→ STATED EXERCISE 1
According to the forum thread on effective medium approximations, what was the original idea developed for?
→ STATED EXERCISE 2
Please rewrite the paragraph of the forum thread on effective medium approximations that begins "Imagine you have a bag of 10l of water" more briefly, keeping its main facts.
[PROVIDED PASSAGE start]
I also am really interested in the methodology of Pam’s organization. Is she on the platform and does anyone have her handle so I can ping her?

(left on saturday afternoon for family, only to be stuck in the rain and was busy yesterday all day with the flood that occurred here. Will be busy today with it as well, but will try to keep an eye on here)

1 Like

Did you manage to get in touch with Pam?

Could it be @pamela maybe?

What do Effective Medium Approximations look like?

So @trythis, we have a first round of posts ranging from summaries of exchanges with project protagonists, to transcripts of interviews all the way to more or less publishing ready case studies like this one from Egypt.

Going back to your suggestions above about doing EMAs. How would you see us doing it on material like the ones above?

1 Like

It’ll take some time but I can start thinking loud

Part 1

The idea is to build a mental model of how different individuals interact with each other, so that when you “zoom out” and look at, say a scene/subculture/small community/society, you can describe it relatively reliably at this higher level.

I will keep things extremely simple, and pretty imprecise for the beginning. The original idea was developed for mixtures of materials, so I’ll use this as a comparison sometimes.

Imagine you have a bag of 10l of water and you add another 10l of apples into the water. The bag of only water felt not very rigid of course. The bag full of apples was relatively rigid. Both together are almost like the water before (unless you press really hard). So rigidity of one material somehow “got lost”. If you’d finely mix the apples into a sort of watery apple sauce - you get slightly different properties again. So basically things depend not only on the individual constituents but also on their arrangement (e.g. large pieces vs small pieces).

You can translate this into a social context by assuming you have only two types of persons in a ratio of 1:1. You can still build very different societies by homogenizing or polarizing. Or clumping the “apple people” together and surrounding them with “water people” or vice versa. You can also build a “layer cake society” or a “statistically random society” (although that is probably much harder than it sounds, because certain constituents usually attract or repel each other).

Now imagine you have you have 9 parts pretty much electrically insulating plastic, and 1 part highly electrically conducting metal.

If you throw them together you don’t necessarily get 9 x conductivity of plastic + 1 x conductivity of metal (and then divided by 10). If we assume the metal pieces are little round balls we would need more than 10 volume % (1 part in 10) to make the stuff conductive. And if we put in a little more metal (e.g. 11%) - almost no change in conductivity is visible. So we add a little more - and again nothing. And a little more - again almost nothing. And a little more - and we get a tiny change. And a little more - and the change is gigantic! Sometimes less than 0.1% addition changes the conductivity by a factor of more than 1000!
[PROVIDED PASSAGE end]
[GIVEN ENTRIES start]
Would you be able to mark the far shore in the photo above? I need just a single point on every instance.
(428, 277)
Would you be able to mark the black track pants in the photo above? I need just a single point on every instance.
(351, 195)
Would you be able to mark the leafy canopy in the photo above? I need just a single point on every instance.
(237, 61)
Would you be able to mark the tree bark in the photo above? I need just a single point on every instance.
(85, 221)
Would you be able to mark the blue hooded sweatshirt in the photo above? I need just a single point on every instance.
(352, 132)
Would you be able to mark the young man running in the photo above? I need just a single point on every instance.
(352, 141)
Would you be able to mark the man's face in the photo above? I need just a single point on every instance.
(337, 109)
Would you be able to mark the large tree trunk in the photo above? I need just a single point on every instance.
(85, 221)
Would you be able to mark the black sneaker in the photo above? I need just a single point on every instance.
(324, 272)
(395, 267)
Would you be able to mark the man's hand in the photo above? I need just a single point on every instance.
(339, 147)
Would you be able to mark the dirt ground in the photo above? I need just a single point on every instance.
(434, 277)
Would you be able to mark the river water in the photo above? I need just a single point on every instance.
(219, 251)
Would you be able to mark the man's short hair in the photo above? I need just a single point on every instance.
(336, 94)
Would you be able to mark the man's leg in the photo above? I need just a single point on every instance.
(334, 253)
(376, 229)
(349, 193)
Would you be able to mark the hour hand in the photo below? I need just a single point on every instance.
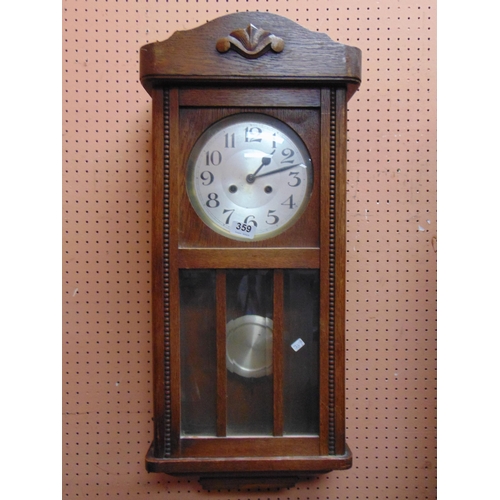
(266, 160)
(282, 169)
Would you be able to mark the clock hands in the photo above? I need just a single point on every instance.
(282, 169)
(266, 160)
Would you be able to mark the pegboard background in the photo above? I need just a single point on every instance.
(391, 260)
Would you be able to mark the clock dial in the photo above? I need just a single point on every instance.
(249, 177)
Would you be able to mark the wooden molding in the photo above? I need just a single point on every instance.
(251, 42)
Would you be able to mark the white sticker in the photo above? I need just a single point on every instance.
(298, 344)
(243, 229)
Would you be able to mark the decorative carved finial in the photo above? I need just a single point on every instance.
(251, 42)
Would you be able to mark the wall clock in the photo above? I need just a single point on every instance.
(249, 141)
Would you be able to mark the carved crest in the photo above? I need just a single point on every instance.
(251, 42)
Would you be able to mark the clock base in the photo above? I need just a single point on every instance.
(249, 472)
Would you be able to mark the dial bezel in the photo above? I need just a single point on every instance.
(248, 119)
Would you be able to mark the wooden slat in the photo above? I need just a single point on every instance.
(278, 352)
(249, 258)
(220, 297)
(261, 97)
(340, 266)
(173, 413)
(326, 163)
(245, 447)
(157, 272)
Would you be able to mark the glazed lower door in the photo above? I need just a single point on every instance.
(249, 361)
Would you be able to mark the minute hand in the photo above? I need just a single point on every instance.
(282, 169)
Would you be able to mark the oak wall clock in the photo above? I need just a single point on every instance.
(249, 140)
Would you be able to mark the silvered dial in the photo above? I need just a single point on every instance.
(249, 177)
[GIVEN ENTRIES end]
→ RESULT 1
Mixtures of materials.

→ RESULT 2
A bag of 10 liters of water is not very rigid, while a bag of 10 liters of apples is relatively rigid. Put together, they behave almost like the water alone unless pressed really hard, so the apples' rigidity is largely lost. Finely mixing the apples into a watery apple sauce gives slightly different properties again. The result depends on the individual constituents and on their arrangement, such as large pieces versus small pieces.